### Input data
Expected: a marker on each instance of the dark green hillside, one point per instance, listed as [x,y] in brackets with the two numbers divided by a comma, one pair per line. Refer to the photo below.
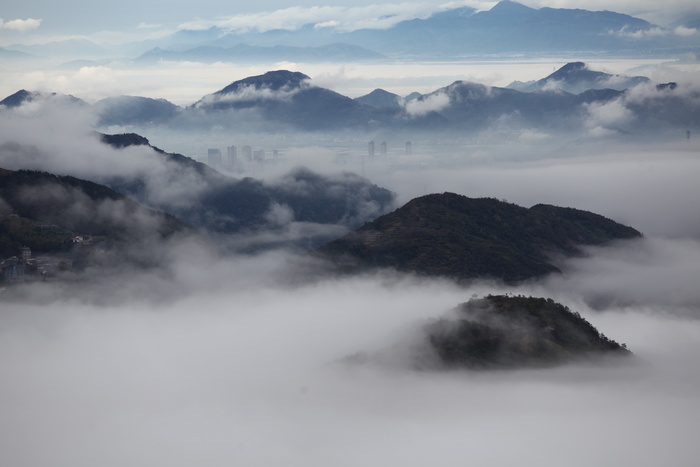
[463,238]
[17,232]
[507,332]
[78,206]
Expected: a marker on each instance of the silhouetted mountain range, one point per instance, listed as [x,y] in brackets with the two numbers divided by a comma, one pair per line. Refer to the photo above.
[576,78]
[564,102]
[462,238]
[508,27]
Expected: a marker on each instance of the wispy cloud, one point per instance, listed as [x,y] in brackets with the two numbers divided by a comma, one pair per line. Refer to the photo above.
[20,24]
[379,16]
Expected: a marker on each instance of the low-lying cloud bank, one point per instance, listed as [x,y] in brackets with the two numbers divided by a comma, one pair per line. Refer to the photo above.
[222,360]
[231,367]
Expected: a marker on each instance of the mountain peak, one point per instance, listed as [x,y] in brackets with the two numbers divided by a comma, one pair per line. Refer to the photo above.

### The problem
Rewrite all the rows above, replacing "divided by a comma" with "separated by a comma" wherever it appears and changing nothing else. Omit the picture from your answer.

### Expected answer
Expected: a marker on each instance of the dark green hillside, one point per instance, listed as [x,y] in brackets with the two numbers separated by a comma, one pair per line. Refer to the photo below.
[463,238]
[17,232]
[507,332]
[78,206]
Expected: a marker on each instance of the silhouetted mountain range, one point per instance, listed as [x,y] in brackets with the two numbers separated by a comma, one pair per line. Refer to the photo above.
[576,78]
[564,102]
[462,238]
[508,27]
Expected: a marker on each instance of the wispy cloud, one point per instance, listed as [x,y] in brackets with the two numbers separated by a comma, one pair per line. Refer to the photo above.
[20,24]
[379,16]
Expected: a marker on each instance of the low-lying cloud bank, one point per instance, listed as [x,y] in brackets with the two numbers separated by a comma, one pair per line. Refer to the photo above.
[222,360]
[231,367]
Expected: a marker on each instance of the mountain peak, one point per instance, listed as [x,y] in brackets with the two numbers separated by a comma, one pair per line. Refer to the photo above.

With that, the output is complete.